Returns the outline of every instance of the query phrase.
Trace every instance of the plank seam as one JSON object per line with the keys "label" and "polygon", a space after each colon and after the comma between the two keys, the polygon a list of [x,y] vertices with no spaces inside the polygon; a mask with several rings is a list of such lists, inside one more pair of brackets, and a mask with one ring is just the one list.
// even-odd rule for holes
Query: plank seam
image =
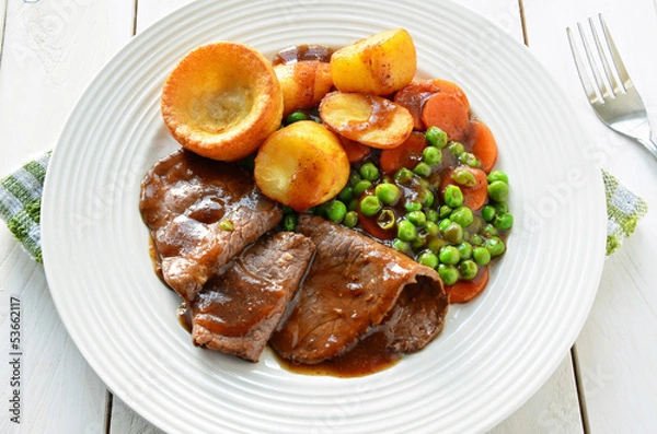
{"label": "plank seam", "polygon": [[589,434],[589,421],[588,421],[588,412],[586,409],[586,397],[584,395],[584,382],[581,377],[581,371],[579,370],[579,356],[577,355],[577,345],[573,345],[570,348],[570,359],[573,361],[573,372],[575,374],[575,388],[577,389],[577,401],[579,402],[579,417],[581,418],[581,426],[584,427],[584,433]]}
{"label": "plank seam", "polygon": [[518,0],[518,10],[520,12],[520,25],[522,26],[522,42],[529,47],[529,34],[527,32],[527,22],[525,21],[525,0]]}

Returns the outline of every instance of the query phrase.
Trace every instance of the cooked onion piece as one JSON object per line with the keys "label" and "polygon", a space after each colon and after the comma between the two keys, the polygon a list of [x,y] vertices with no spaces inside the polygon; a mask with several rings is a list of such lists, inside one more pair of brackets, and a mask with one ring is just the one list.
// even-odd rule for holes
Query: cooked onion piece
{"label": "cooked onion piece", "polygon": [[162,116],[185,149],[235,161],[279,127],[283,92],[258,51],[219,42],[195,48],[173,69],[162,91]]}

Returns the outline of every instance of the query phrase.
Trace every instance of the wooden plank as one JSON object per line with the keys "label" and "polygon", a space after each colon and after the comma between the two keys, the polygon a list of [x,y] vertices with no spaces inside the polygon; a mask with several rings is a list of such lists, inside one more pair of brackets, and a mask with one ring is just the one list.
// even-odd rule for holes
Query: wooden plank
{"label": "wooden plank", "polygon": [[[131,23],[127,2],[9,2],[0,68],[0,174],[53,148],[81,92],[130,37]],[[105,387],[64,328],[43,267],[1,226],[0,349],[8,356],[9,303],[15,296],[21,304],[22,408],[20,425],[4,409],[0,432],[102,433]],[[5,403],[13,394],[10,367],[0,364]]]}
{"label": "wooden plank", "polygon": [[[635,0],[525,0],[529,44],[570,94],[589,133],[591,163],[599,163],[657,204],[656,162],[636,143],[607,129],[584,97],[565,27],[603,12],[633,81],[657,126],[656,4]],[[564,138],[567,140],[567,138]],[[590,316],[577,340],[580,390],[590,432],[653,432],[657,426],[657,214],[649,212],[635,235],[604,266]]]}

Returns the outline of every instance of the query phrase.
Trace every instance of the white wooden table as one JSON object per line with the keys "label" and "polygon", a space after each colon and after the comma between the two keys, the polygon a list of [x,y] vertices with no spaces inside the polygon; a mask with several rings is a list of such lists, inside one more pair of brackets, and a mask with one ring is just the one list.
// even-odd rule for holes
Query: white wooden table
{"label": "white wooden table", "polygon": [[[596,159],[657,208],[657,161],[595,117],[565,27],[604,12],[657,126],[656,0],[460,0],[543,62],[570,95]],[[0,66],[0,175],[50,149],[87,84],[130,37],[188,0],[9,0]],[[296,0],[291,3],[301,4]],[[0,5],[3,8],[3,5]],[[0,10],[1,12],[1,10]],[[657,213],[604,266],[573,350],[497,433],[657,432]],[[10,298],[20,298],[21,424],[11,422]],[[153,433],[113,397],[60,322],[43,268],[0,227],[0,432]]]}

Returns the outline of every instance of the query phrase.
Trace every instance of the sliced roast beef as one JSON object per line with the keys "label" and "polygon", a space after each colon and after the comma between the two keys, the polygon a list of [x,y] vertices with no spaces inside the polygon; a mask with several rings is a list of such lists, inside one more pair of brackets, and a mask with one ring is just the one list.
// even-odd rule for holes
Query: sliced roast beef
{"label": "sliced roast beef", "polygon": [[392,331],[392,351],[415,351],[440,332],[447,302],[435,270],[319,216],[302,215],[297,227],[316,253],[269,341],[280,356],[316,364],[378,330]]}
{"label": "sliced roast beef", "polygon": [[158,271],[186,301],[283,219],[245,171],[184,150],[146,175],[140,211]]}
{"label": "sliced roast beef", "polygon": [[194,344],[257,362],[313,251],[308,237],[291,232],[246,247],[189,304]]}

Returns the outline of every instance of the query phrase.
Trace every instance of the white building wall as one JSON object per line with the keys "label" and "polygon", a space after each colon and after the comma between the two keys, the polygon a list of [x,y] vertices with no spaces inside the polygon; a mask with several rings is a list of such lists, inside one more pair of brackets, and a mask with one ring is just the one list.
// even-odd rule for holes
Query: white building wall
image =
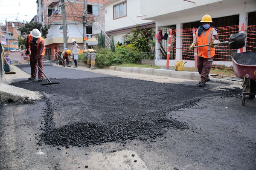
{"label": "white building wall", "polygon": [[[198,0],[195,4],[186,2],[189,5],[184,5],[183,2],[174,3],[173,0],[163,0],[161,3],[153,0],[140,0],[141,15],[146,15],[143,18],[154,20],[156,21],[156,29],[161,26],[175,25],[177,30],[182,29],[182,24],[200,20],[205,14],[209,14],[212,18],[218,18],[230,15],[239,14],[239,25],[242,23],[247,24],[248,13],[256,11],[256,0]],[[157,5],[161,7],[161,10],[152,10],[152,6]],[[204,2],[203,2],[204,1]],[[202,3],[204,4],[203,5]],[[175,8],[173,7],[175,7]],[[190,7],[191,8],[189,8]],[[172,9],[171,11],[170,9]],[[179,10],[180,10],[179,11]],[[181,10],[181,11],[180,11]],[[175,12],[173,13],[173,12]],[[198,12],[200,11],[200,12]],[[165,14],[164,14],[165,13]],[[212,23],[214,26],[214,23]],[[182,51],[181,37],[177,35],[177,51],[176,60],[170,61],[170,66],[174,66],[175,62],[181,59]],[[156,58],[160,55],[159,45],[156,44]],[[190,66],[194,65],[194,61],[189,61]],[[156,60],[157,65],[164,65],[166,60]],[[232,62],[214,62],[214,64],[222,64],[227,66],[232,65]]]}
{"label": "white building wall", "polygon": [[127,0],[127,16],[114,19],[113,6],[123,1],[123,0],[117,0],[105,7],[105,31],[152,21],[143,20],[141,17],[137,17],[140,15],[140,3],[138,0]]}

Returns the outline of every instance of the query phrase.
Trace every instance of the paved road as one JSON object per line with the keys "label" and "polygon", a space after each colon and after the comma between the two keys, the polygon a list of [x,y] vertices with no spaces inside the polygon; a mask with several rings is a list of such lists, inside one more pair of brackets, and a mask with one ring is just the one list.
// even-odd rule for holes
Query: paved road
{"label": "paved road", "polygon": [[[212,91],[194,82],[163,84],[45,67],[60,83],[13,85],[39,91],[43,99],[0,104],[0,169],[256,167],[256,101],[241,106],[239,89]],[[52,76],[59,72],[63,79]]]}
{"label": "paved road", "polygon": [[13,60],[17,61],[20,63],[26,63],[27,62],[21,58],[21,54],[20,52],[10,53],[9,55],[9,57]]}

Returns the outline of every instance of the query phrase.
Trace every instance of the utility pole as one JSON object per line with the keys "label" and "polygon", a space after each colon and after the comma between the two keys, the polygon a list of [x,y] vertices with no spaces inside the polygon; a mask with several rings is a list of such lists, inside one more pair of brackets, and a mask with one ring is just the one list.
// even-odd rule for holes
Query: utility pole
{"label": "utility pole", "polygon": [[7,33],[7,43],[8,43],[8,51],[9,50],[9,46],[10,45],[10,44],[9,44],[9,32],[8,32],[8,21],[7,21],[7,18],[6,18],[6,33]]}
{"label": "utility pole", "polygon": [[86,15],[86,4],[85,3],[85,0],[84,0],[84,15],[83,16],[83,28],[84,29],[83,32],[83,39],[84,39],[84,50],[86,50],[86,40],[84,40],[84,38],[87,38],[86,36],[86,18],[85,15]]}
{"label": "utility pole", "polygon": [[64,49],[67,48],[67,23],[66,22],[66,11],[65,11],[64,0],[61,0],[61,11],[62,11],[62,21],[63,22],[63,42]]}

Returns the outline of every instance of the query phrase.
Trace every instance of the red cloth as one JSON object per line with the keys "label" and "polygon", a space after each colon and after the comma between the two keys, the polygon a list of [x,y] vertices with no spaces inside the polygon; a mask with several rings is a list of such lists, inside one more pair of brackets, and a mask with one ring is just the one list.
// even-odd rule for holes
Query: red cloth
{"label": "red cloth", "polygon": [[155,35],[154,37],[157,38],[157,41],[160,42],[160,41],[163,39],[163,34],[162,34],[162,30],[158,31],[156,35]]}
{"label": "red cloth", "polygon": [[[31,57],[30,60],[30,68],[31,68],[31,76],[33,77],[36,77],[37,66],[35,63],[35,60],[34,57]],[[38,64],[42,70],[43,70],[43,62],[44,56],[41,56],[41,57],[38,59]],[[44,79],[44,74],[43,74],[43,72],[39,69],[38,79]]]}

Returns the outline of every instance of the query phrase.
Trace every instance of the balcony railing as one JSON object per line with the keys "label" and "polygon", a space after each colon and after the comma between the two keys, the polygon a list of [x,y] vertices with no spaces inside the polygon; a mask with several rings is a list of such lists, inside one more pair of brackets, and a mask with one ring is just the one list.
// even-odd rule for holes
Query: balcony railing
{"label": "balcony railing", "polygon": [[92,34],[86,34],[86,37],[88,38],[95,38],[95,36],[93,36]]}

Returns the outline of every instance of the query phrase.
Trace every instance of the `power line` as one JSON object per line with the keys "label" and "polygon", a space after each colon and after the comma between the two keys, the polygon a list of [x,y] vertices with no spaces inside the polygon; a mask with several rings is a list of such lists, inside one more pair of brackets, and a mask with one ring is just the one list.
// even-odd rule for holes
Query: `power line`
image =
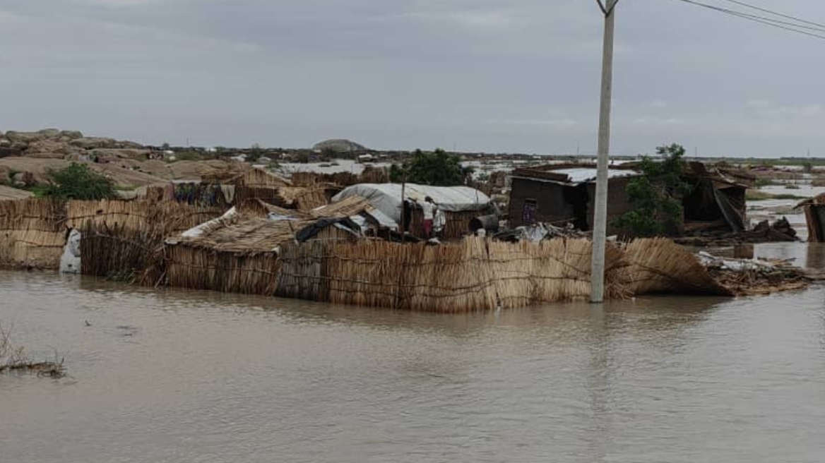
{"label": "power line", "polygon": [[[752,21],[754,22],[758,22],[758,23],[764,24],[764,25],[766,25],[766,26],[771,26],[772,27],[776,27],[778,29],[783,29],[785,30],[788,30],[788,31],[790,31],[790,32],[795,32],[797,34],[802,34],[804,35],[808,35],[808,36],[811,36],[811,37],[815,37],[817,39],[825,40],[825,35],[820,35],[818,34],[814,34],[813,32],[808,32],[807,30],[800,30],[799,29],[795,29],[796,27],[799,27],[799,28],[802,28],[802,29],[810,29],[810,30],[817,30],[817,31],[820,31],[820,32],[825,32],[825,26],[823,26],[823,29],[813,28],[813,27],[809,27],[809,26],[802,26],[800,24],[789,23],[789,22],[786,22],[786,21],[779,21],[779,20],[771,19],[771,18],[767,18],[767,17],[765,17],[765,16],[757,16],[757,15],[752,15],[752,14],[749,14],[749,13],[744,13],[744,12],[737,12],[737,11],[733,11],[733,10],[729,10],[728,8],[723,8],[721,7],[716,7],[714,5],[710,5],[708,3],[702,3],[700,2],[696,2],[695,0],[675,0],[675,1],[676,1],[676,2],[682,2],[684,3],[689,3],[691,5],[694,5],[694,6],[696,6],[696,7],[704,7],[704,8],[708,8],[710,10],[713,10],[713,11],[715,11],[715,12],[718,12],[727,14],[727,15],[730,15],[730,16],[734,16],[734,17],[738,17],[738,18],[744,19],[744,20],[747,20],[747,21]],[[808,22],[808,21],[806,21],[806,22]]]}
{"label": "power line", "polygon": [[813,25],[813,26],[818,26],[819,27],[825,27],[825,24],[822,24],[822,23],[819,23],[819,22],[813,22],[812,21],[807,21],[807,20],[804,20],[804,19],[802,19],[802,18],[792,16],[790,16],[790,15],[782,14],[782,13],[780,13],[780,12],[774,12],[774,11],[771,11],[771,10],[766,9],[766,8],[761,8],[761,7],[757,7],[755,5],[750,5],[750,4],[746,3],[744,2],[739,2],[738,0],[722,0],[722,1],[723,2],[728,2],[730,3],[735,3],[735,4],[742,6],[742,7],[747,7],[747,8],[752,8],[752,9],[757,10],[757,12],[762,12],[763,13],[771,14],[771,15],[777,16],[780,16],[780,17],[784,17],[785,19],[792,19],[792,20],[799,21],[799,22],[804,22],[805,24],[810,24],[810,25]]}

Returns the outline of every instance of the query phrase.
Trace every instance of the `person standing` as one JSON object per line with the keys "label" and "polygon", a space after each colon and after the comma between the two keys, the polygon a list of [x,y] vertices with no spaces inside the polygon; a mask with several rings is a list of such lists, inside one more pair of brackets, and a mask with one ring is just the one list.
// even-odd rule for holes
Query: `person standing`
{"label": "person standing", "polygon": [[432,237],[432,219],[436,217],[436,203],[432,202],[432,198],[425,198],[421,209],[424,213],[424,237],[429,240]]}

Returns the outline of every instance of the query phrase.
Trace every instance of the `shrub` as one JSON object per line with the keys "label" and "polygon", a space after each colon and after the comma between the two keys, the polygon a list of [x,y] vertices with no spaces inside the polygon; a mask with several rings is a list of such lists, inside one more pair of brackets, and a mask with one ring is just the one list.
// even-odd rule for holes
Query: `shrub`
{"label": "shrub", "polygon": [[106,199],[116,198],[115,182],[95,172],[86,164],[73,162],[59,171],[50,171],[48,183],[35,189],[38,196],[59,199]]}
{"label": "shrub", "polygon": [[395,183],[407,181],[434,186],[464,185],[473,170],[461,166],[458,156],[450,156],[442,149],[433,152],[416,150],[412,159],[389,169],[389,180]]}
{"label": "shrub", "polygon": [[691,189],[683,180],[685,148],[672,144],[657,147],[656,153],[662,160],[643,157],[639,166],[643,175],[628,182],[634,209],[615,222],[638,236],[661,236],[666,229],[676,228],[684,213],[681,198]]}

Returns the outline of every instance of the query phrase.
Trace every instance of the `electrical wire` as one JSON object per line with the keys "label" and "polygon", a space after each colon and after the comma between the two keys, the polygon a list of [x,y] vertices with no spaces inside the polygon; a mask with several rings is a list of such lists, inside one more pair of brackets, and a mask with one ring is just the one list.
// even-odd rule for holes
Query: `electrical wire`
{"label": "electrical wire", "polygon": [[[788,31],[790,31],[790,32],[795,32],[797,34],[802,34],[804,35],[808,35],[810,37],[814,37],[814,38],[817,38],[817,39],[821,39],[821,40],[825,40],[825,35],[814,34],[813,32],[809,32],[808,30],[800,30],[800,29],[808,29],[808,30],[816,30],[816,31],[818,31],[818,32],[823,32],[823,33],[825,33],[825,26],[823,26],[822,28],[813,28],[813,27],[807,26],[803,26],[803,25],[800,25],[800,24],[790,23],[790,22],[787,22],[787,21],[779,21],[779,20],[776,20],[776,19],[768,18],[768,17],[766,17],[766,16],[752,15],[752,14],[749,14],[749,13],[744,13],[744,12],[737,12],[737,11],[730,10],[730,9],[728,9],[728,8],[723,8],[721,7],[717,7],[717,6],[710,5],[710,4],[708,4],[708,3],[703,3],[701,2],[696,2],[695,0],[675,0],[675,1],[676,1],[676,2],[682,2],[684,3],[689,3],[691,5],[694,5],[694,6],[696,6],[696,7],[704,7],[704,8],[708,8],[710,10],[713,10],[713,11],[715,11],[715,12],[718,12],[727,14],[727,15],[730,15],[730,16],[733,16],[734,17],[738,17],[738,18],[744,19],[744,20],[747,20],[747,21],[752,21],[754,22],[758,22],[758,23],[761,23],[761,24],[764,24],[766,26],[771,26],[772,27],[776,27],[778,29],[783,29],[785,30],[788,30]],[[805,22],[810,23],[812,21],[805,21]],[[816,24],[816,23],[813,23],[813,24]]]}
{"label": "electrical wire", "polygon": [[774,11],[771,11],[771,10],[766,9],[766,8],[761,8],[761,7],[757,7],[755,5],[751,5],[751,4],[746,3],[744,2],[740,2],[739,0],[722,0],[722,1],[723,2],[730,2],[730,3],[735,3],[735,4],[739,5],[741,7],[747,7],[747,8],[752,8],[752,9],[757,10],[757,12],[762,12],[763,13],[768,13],[768,14],[771,14],[771,15],[777,16],[780,16],[780,17],[784,17],[785,19],[791,19],[791,20],[794,20],[794,21],[798,21],[798,22],[804,22],[805,24],[810,24],[812,26],[818,26],[819,27],[825,28],[825,24],[822,24],[822,23],[819,23],[819,22],[813,22],[812,21],[807,21],[807,20],[804,20],[804,19],[802,19],[802,18],[792,16],[790,16],[790,15],[782,14],[782,13],[780,13],[780,12],[774,12]]}

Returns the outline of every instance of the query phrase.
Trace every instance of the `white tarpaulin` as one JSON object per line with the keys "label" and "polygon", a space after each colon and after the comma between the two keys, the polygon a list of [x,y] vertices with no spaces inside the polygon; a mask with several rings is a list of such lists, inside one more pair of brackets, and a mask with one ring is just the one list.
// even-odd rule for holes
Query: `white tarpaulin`
{"label": "white tarpaulin", "polygon": [[[361,184],[348,186],[332,198],[332,203],[350,196],[365,198],[370,204],[396,222],[401,222],[401,184]],[[469,186],[427,186],[407,184],[404,199],[418,202],[429,196],[445,212],[480,211],[490,205],[486,194]]]}
{"label": "white tarpaulin", "polygon": [[61,274],[80,274],[80,232],[73,228],[60,256]]}

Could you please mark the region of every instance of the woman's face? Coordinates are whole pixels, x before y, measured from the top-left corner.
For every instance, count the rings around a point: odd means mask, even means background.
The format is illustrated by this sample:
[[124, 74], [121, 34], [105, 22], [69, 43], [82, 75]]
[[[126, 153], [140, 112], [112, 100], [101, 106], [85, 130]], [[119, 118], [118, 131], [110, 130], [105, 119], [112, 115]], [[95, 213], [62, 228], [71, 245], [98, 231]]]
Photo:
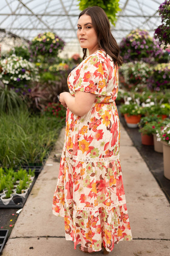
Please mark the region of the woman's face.
[[77, 37], [82, 48], [87, 48], [91, 55], [98, 49], [97, 37], [89, 15], [84, 14], [77, 24]]

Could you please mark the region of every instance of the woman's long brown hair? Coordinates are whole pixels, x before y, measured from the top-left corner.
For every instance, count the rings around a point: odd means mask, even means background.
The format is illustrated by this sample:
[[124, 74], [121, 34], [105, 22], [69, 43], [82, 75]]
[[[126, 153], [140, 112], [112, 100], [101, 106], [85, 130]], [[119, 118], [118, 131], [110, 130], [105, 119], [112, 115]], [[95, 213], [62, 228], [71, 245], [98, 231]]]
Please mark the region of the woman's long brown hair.
[[[99, 47], [104, 50], [112, 59], [114, 63], [122, 65], [122, 57], [119, 55], [119, 49], [117, 42], [111, 33], [110, 22], [105, 11], [99, 6], [92, 6], [85, 9], [79, 15], [79, 18], [85, 14], [90, 16], [93, 26], [97, 34]], [[83, 59], [87, 57], [87, 49], [83, 48]]]

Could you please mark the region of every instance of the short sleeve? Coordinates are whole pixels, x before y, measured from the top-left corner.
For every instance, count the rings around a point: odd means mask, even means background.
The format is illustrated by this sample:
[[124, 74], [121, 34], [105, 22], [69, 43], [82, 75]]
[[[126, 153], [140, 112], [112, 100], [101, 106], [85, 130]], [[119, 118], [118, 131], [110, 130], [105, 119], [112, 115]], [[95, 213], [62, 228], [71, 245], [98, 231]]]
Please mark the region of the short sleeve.
[[104, 62], [97, 55], [91, 55], [84, 61], [75, 83], [74, 91], [105, 95], [107, 69]]

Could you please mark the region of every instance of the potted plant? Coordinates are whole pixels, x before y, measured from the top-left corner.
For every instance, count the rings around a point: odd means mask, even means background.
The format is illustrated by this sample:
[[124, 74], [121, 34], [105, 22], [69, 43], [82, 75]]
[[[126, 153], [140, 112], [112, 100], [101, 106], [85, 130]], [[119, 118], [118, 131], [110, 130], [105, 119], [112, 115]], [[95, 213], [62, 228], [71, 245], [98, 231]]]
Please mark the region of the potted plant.
[[27, 179], [25, 179], [23, 180], [20, 180], [19, 184], [16, 187], [15, 194], [17, 195], [25, 197], [27, 193], [26, 189], [28, 188], [26, 185]]
[[124, 115], [128, 127], [136, 128], [142, 115], [144, 113], [143, 109], [136, 102], [136, 100], [135, 102], [126, 101], [124, 104], [120, 107], [119, 109], [120, 112]]
[[153, 145], [153, 133], [155, 127], [161, 119], [156, 115], [145, 116], [141, 118], [139, 123], [139, 132], [141, 133], [142, 143], [143, 145]]
[[14, 191], [10, 188], [7, 187], [7, 189], [6, 191], [4, 194], [0, 197], [0, 199], [3, 204], [6, 205], [9, 203], [12, 199], [13, 194]]
[[170, 122], [157, 130], [156, 136], [163, 143], [164, 176], [170, 179]]

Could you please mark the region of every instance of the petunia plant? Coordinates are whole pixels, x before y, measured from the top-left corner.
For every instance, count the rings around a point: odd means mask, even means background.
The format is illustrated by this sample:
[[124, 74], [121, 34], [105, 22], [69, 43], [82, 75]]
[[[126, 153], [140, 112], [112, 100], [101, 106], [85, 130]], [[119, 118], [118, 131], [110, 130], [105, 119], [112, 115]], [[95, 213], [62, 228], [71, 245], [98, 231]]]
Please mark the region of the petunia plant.
[[170, 146], [170, 122], [164, 127], [157, 130], [157, 141], [162, 141]]
[[13, 54], [0, 60], [0, 79], [8, 87], [20, 89], [27, 88], [31, 82], [38, 81], [39, 76], [34, 63]]
[[30, 43], [31, 57], [34, 59], [39, 56], [45, 58], [57, 57], [63, 50], [65, 41], [52, 32], [39, 34]]
[[148, 32], [139, 29], [132, 30], [124, 38], [119, 47], [125, 62], [142, 60], [155, 63], [163, 54], [163, 50]]
[[158, 10], [161, 17], [162, 24], [155, 30], [154, 37], [158, 39], [160, 45], [165, 49], [170, 44], [170, 1], [166, 0], [162, 3]]

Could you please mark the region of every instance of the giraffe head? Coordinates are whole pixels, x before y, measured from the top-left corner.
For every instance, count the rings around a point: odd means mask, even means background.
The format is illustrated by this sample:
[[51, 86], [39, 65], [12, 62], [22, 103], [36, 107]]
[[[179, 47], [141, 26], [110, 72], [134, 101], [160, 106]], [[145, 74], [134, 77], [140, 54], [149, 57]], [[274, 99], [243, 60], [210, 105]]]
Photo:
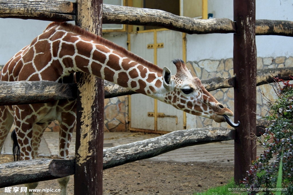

_ _ _ _

### Short exercise:
Pick out every line of the data above that contains the string "face", matching case exactly, and copy each of those lines in full.

### Worked answer:
Could you please mark the region of every instance of the woman's face? Coordinates are whole pixels, x before y, measured from the top-left corner.
Please mark the region of the woman's face.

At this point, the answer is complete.